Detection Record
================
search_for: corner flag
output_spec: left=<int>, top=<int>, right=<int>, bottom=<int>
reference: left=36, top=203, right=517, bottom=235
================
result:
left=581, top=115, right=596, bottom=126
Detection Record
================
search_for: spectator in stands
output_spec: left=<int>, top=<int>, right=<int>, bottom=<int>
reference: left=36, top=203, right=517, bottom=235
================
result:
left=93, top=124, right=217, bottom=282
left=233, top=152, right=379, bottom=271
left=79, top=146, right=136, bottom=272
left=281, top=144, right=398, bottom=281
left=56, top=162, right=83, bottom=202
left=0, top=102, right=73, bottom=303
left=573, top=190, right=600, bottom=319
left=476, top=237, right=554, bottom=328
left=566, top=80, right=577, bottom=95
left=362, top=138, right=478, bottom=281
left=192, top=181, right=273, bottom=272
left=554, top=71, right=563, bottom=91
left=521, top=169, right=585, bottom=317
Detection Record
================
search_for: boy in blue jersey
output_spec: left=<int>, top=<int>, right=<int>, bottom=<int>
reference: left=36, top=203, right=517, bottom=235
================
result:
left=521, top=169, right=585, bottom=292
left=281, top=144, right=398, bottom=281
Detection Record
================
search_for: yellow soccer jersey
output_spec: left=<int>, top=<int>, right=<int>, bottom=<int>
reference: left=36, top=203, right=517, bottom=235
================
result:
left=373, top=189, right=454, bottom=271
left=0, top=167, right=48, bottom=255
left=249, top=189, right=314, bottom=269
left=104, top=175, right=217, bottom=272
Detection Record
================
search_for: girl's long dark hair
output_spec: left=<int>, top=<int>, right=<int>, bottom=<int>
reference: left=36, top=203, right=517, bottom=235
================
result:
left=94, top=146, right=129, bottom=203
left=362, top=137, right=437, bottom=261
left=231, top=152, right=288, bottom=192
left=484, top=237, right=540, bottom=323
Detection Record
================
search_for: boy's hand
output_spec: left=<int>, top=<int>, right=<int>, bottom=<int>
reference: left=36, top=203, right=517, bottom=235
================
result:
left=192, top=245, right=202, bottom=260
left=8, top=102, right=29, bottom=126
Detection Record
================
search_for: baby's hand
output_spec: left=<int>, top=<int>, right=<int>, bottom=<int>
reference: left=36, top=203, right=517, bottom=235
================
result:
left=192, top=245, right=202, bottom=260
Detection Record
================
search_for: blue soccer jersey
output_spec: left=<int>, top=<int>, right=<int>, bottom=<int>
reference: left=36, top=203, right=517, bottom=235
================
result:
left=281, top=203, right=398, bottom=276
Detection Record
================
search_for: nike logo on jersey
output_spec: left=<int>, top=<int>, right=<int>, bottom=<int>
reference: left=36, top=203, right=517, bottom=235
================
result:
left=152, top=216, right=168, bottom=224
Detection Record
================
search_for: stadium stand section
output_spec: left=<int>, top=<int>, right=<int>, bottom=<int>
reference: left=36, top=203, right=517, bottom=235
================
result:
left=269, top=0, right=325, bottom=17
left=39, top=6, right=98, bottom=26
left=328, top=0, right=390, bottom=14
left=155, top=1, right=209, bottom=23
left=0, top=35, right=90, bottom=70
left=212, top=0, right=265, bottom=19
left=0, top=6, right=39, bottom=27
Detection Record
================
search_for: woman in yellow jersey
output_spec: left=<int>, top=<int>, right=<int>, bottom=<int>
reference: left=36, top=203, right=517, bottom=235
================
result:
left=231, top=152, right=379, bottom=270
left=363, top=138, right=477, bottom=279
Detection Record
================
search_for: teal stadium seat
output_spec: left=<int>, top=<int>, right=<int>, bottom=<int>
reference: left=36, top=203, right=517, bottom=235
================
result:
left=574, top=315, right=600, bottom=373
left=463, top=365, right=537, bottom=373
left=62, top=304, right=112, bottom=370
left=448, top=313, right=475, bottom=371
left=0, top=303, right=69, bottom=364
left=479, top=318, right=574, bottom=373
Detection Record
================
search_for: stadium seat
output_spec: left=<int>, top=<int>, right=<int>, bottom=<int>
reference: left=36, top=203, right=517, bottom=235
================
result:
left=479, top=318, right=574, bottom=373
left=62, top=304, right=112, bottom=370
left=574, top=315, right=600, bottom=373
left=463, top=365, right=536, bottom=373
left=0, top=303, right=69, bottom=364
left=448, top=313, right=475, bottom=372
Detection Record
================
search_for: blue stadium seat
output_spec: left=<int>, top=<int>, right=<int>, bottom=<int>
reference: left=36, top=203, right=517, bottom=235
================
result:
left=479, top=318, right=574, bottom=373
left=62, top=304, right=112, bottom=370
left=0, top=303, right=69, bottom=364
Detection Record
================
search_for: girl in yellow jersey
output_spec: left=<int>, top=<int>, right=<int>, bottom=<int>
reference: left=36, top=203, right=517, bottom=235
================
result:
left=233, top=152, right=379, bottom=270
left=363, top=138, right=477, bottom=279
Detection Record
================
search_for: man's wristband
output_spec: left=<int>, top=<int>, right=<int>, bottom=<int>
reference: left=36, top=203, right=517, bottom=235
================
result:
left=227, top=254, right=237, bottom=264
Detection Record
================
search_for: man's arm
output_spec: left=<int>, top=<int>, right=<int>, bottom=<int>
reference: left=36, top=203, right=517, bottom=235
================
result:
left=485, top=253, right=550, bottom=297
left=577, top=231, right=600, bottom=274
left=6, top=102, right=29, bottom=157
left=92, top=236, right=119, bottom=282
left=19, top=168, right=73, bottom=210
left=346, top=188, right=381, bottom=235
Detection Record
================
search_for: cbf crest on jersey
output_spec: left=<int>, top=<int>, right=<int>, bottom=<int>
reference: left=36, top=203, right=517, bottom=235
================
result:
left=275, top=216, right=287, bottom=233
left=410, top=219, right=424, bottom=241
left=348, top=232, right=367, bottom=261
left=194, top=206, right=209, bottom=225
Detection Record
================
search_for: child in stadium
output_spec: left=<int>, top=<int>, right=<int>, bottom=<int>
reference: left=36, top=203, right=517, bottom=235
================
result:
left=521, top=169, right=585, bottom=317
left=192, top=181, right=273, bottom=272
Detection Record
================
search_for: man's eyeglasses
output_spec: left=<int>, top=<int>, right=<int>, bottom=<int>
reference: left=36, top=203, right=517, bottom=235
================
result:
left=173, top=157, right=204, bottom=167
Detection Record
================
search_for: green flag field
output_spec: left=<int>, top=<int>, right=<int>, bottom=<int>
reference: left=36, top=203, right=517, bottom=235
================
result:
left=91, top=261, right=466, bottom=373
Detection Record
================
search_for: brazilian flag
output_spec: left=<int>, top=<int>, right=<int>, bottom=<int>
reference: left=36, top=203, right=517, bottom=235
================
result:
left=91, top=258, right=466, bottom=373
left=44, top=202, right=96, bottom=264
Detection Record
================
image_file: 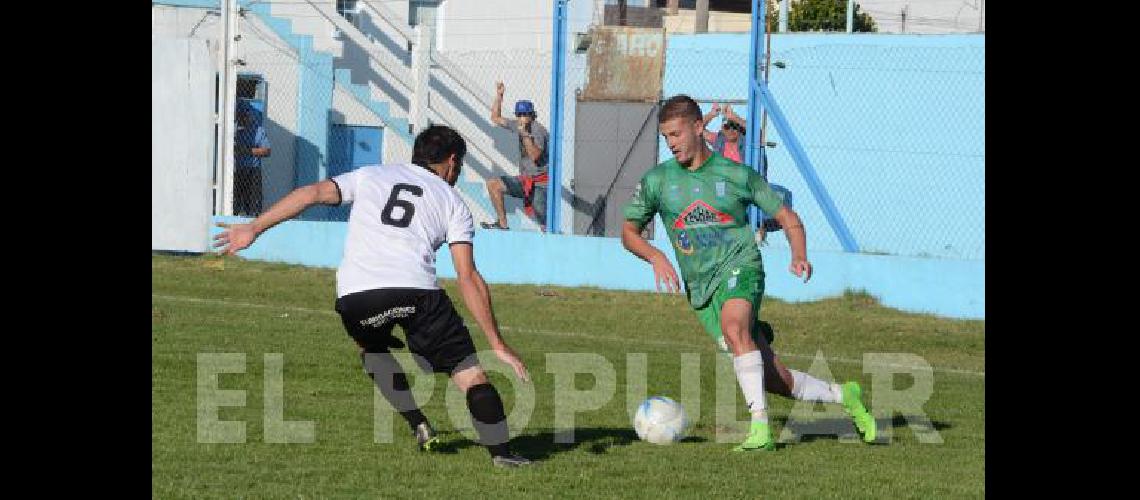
§
Required work: Please lay out the lines as a numbered list, starting with the first line and going on through the line with "left=581, top=115, right=596, bottom=126", both included. Leave out any blank lines.

Result of this task:
1. Detection Record
2. ================
3. search_for: corner flag
4. output_spec: left=<int>, top=<int>, right=<int>, bottom=<int>
5. reference: left=36, top=203, right=517, bottom=235
6. ================
7. result:
8. left=581, top=115, right=596, bottom=126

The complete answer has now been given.